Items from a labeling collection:
====================
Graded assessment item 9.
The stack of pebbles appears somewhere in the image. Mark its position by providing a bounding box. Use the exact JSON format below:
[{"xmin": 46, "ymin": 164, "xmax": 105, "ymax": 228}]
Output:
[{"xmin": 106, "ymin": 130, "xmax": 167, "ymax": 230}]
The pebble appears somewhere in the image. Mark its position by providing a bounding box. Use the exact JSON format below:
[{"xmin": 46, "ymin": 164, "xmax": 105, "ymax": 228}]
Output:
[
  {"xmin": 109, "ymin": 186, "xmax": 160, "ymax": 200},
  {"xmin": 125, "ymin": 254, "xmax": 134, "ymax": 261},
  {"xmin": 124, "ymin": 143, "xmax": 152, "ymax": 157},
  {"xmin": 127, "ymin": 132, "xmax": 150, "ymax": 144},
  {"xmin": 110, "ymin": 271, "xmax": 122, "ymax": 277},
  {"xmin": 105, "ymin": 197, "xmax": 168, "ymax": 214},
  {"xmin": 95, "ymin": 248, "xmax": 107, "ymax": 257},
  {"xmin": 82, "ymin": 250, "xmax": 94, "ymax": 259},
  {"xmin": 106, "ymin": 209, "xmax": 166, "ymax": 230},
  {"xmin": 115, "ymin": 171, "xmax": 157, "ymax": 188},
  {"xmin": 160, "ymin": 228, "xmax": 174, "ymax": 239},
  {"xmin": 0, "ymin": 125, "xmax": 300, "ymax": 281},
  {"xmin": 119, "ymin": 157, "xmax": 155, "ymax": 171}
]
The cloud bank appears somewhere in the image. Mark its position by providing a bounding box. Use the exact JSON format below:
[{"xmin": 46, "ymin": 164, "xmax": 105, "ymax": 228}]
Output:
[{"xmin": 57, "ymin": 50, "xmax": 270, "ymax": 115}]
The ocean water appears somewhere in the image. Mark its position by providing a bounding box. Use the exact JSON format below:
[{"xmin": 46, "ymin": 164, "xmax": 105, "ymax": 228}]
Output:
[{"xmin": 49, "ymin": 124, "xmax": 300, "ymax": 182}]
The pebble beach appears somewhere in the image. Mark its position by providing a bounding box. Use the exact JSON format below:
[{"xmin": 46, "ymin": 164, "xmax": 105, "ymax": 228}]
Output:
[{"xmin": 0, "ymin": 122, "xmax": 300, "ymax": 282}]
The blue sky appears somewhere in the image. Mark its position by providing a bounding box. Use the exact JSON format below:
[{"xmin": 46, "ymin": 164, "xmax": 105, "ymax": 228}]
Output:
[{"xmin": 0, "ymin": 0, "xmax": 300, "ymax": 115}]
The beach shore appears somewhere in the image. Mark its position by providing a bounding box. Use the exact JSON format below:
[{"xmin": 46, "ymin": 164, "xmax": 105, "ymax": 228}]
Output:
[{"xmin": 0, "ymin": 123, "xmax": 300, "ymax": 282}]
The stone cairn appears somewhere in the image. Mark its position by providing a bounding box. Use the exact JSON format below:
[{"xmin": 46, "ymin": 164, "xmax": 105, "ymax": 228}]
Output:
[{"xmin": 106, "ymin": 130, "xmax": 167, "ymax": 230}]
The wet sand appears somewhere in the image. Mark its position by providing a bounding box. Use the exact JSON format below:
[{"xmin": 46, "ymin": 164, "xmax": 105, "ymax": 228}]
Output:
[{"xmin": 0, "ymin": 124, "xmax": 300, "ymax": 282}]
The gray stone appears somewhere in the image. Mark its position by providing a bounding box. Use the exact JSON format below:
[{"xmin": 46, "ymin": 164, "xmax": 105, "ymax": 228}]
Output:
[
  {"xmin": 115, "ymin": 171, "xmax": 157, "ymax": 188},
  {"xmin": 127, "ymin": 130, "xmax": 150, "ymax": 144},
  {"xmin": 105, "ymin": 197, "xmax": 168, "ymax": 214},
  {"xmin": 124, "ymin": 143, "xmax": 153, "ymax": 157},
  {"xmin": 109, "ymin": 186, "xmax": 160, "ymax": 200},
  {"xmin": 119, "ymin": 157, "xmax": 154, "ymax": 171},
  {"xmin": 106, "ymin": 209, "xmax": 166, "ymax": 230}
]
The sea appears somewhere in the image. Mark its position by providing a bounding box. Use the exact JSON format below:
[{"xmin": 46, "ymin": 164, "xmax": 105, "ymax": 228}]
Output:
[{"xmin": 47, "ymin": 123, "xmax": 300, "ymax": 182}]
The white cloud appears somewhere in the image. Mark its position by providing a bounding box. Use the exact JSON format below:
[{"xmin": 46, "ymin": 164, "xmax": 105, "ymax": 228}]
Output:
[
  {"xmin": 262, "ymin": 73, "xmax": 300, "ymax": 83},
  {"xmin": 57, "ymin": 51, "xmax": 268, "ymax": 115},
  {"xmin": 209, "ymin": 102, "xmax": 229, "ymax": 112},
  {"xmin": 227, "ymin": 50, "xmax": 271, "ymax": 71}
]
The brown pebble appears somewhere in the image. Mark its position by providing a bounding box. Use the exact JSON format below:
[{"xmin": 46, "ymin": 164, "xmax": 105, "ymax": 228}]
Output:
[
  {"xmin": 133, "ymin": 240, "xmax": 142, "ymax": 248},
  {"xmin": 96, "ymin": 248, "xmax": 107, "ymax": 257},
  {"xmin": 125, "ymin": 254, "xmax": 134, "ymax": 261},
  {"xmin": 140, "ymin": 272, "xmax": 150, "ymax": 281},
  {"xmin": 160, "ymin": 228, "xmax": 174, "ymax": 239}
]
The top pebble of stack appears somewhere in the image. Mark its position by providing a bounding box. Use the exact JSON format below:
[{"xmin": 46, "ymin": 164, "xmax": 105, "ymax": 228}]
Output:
====================
* [Task description]: Pick out every line of the records above that contains the word "stack", matching case exactly, and copy each one.

* [Problem solution]:
The stack of pebbles appears somewhere in the image. Mark its position by providing a bounding box. Use the exact JSON format below:
The top pebble of stack appears somewhere in the image. Mark its position by providing a bounding box. Use the exact JSON format below:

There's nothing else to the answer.